→ PROMPT:
Filter the entries below and copy out every line that contains the word "green".

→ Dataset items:
+ + + +
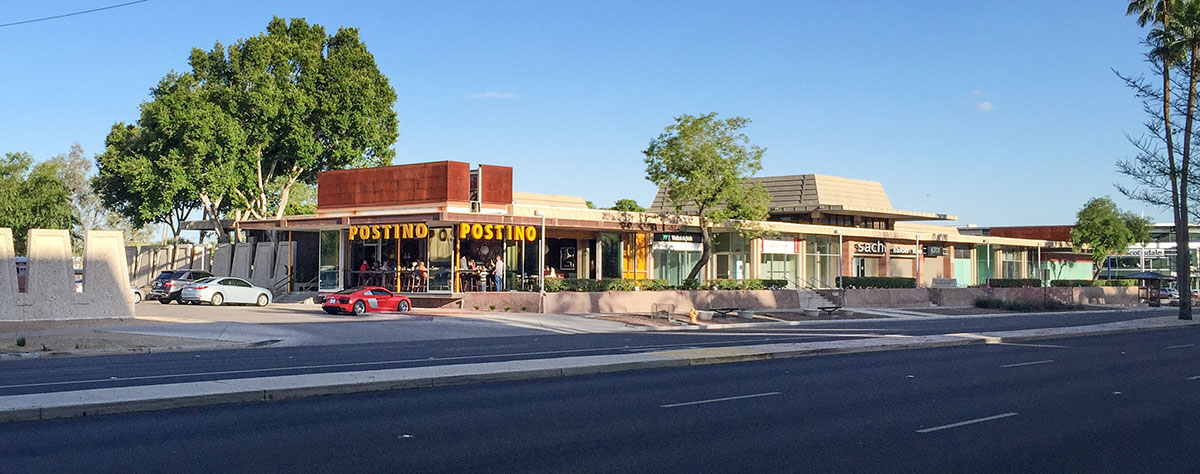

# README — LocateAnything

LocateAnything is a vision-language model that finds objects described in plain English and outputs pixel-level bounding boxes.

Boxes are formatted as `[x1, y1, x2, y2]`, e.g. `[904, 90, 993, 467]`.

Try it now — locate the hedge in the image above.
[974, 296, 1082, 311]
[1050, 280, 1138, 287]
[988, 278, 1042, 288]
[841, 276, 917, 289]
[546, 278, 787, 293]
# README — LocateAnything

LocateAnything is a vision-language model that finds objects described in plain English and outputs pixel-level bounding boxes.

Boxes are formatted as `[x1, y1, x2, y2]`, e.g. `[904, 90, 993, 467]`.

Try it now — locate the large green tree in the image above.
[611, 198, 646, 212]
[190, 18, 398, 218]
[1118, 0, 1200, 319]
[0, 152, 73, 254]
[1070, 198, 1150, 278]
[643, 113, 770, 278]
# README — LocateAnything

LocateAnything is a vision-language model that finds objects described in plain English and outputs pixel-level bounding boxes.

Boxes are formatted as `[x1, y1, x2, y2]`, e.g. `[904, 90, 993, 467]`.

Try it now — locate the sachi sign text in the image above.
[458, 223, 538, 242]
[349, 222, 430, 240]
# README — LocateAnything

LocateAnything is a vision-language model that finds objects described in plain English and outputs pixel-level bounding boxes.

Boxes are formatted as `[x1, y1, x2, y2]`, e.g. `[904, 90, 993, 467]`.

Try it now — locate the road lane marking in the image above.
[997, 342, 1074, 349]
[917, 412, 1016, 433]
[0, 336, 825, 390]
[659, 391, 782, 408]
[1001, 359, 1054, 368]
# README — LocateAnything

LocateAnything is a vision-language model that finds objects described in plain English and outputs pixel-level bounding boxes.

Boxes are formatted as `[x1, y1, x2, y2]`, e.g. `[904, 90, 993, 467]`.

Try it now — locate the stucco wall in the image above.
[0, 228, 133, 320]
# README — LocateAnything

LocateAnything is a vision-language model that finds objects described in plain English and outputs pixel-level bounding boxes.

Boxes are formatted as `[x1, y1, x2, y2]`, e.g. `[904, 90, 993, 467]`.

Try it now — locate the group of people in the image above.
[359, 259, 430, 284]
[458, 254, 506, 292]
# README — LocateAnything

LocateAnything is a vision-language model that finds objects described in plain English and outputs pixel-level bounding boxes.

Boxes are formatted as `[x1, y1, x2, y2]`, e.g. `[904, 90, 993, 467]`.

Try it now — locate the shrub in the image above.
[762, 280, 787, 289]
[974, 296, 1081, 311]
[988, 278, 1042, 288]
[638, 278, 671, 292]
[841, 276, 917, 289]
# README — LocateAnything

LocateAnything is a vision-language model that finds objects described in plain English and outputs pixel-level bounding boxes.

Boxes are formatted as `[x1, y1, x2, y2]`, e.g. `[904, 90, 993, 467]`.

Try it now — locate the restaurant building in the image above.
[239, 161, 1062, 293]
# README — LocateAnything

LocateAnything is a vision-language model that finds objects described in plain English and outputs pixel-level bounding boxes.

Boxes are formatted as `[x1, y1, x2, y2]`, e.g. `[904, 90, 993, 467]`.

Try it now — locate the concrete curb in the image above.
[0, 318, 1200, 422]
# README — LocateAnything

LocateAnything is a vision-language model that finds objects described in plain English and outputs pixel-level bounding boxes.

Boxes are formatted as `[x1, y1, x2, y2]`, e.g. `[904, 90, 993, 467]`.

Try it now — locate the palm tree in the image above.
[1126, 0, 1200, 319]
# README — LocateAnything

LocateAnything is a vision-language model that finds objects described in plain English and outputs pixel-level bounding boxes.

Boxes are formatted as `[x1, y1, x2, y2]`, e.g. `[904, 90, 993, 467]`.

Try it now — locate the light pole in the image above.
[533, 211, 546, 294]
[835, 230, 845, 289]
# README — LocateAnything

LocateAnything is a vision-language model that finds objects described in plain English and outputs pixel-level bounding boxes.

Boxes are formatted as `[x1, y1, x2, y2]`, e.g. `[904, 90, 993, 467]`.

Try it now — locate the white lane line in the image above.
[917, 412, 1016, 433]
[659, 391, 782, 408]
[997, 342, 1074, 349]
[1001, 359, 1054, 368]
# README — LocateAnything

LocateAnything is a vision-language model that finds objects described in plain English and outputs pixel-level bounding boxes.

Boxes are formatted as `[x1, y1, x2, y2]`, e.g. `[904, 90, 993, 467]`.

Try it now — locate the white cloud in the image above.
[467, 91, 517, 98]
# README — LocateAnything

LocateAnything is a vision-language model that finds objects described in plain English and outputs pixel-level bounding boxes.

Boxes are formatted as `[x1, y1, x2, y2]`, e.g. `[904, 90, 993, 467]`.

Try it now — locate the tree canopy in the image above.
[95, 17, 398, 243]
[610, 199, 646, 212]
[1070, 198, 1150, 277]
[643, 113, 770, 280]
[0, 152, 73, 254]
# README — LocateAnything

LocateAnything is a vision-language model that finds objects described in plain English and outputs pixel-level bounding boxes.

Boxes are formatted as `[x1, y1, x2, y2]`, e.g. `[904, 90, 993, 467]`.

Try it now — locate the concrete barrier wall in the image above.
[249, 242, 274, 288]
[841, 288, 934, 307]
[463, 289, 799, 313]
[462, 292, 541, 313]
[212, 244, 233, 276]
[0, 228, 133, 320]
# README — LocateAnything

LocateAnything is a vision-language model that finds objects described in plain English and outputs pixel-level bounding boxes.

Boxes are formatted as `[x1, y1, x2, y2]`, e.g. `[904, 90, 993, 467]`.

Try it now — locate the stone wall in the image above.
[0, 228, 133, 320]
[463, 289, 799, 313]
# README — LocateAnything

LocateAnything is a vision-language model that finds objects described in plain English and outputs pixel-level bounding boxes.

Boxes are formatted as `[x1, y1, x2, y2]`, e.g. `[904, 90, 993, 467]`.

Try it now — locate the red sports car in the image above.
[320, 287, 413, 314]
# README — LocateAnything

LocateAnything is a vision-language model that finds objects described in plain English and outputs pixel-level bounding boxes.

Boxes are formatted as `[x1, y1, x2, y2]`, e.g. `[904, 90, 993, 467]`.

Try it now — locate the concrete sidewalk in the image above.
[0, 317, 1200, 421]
+ + + +
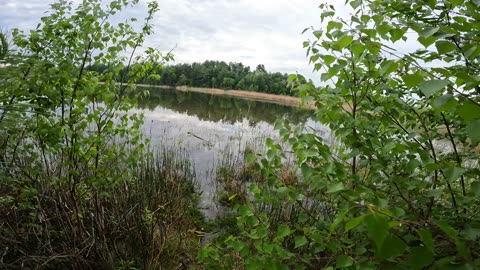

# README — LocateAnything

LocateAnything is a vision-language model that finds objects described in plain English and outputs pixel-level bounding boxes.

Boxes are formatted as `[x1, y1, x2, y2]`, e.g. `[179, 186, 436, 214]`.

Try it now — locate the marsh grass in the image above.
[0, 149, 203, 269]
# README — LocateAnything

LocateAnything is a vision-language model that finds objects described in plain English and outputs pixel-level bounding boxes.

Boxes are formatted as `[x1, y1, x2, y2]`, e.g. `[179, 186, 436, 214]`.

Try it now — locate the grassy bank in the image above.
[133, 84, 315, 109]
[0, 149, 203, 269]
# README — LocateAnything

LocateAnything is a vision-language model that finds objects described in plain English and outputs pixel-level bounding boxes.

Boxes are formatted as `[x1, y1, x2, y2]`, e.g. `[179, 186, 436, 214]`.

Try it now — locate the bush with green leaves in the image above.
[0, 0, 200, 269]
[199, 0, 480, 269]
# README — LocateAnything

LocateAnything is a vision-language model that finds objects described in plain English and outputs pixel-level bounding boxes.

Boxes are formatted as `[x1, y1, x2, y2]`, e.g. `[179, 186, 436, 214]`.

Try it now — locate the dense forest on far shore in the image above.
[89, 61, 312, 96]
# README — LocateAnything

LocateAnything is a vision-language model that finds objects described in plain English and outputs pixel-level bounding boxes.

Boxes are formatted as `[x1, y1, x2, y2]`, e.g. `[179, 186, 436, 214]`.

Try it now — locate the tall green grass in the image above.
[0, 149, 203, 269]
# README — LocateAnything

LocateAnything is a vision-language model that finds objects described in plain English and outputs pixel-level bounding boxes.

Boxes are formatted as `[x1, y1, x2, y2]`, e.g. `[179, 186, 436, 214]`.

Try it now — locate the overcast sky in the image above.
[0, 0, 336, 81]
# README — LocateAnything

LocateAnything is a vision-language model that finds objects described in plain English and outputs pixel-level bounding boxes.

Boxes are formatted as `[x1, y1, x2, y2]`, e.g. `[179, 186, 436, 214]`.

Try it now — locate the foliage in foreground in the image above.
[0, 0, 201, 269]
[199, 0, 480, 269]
+ + + +
→ RESPONSE:
Try it now — locate the large green tree in the image above.
Try it now — locate the bush with green leaves in the image above.
Try it now — locate the tall green grass in the image above.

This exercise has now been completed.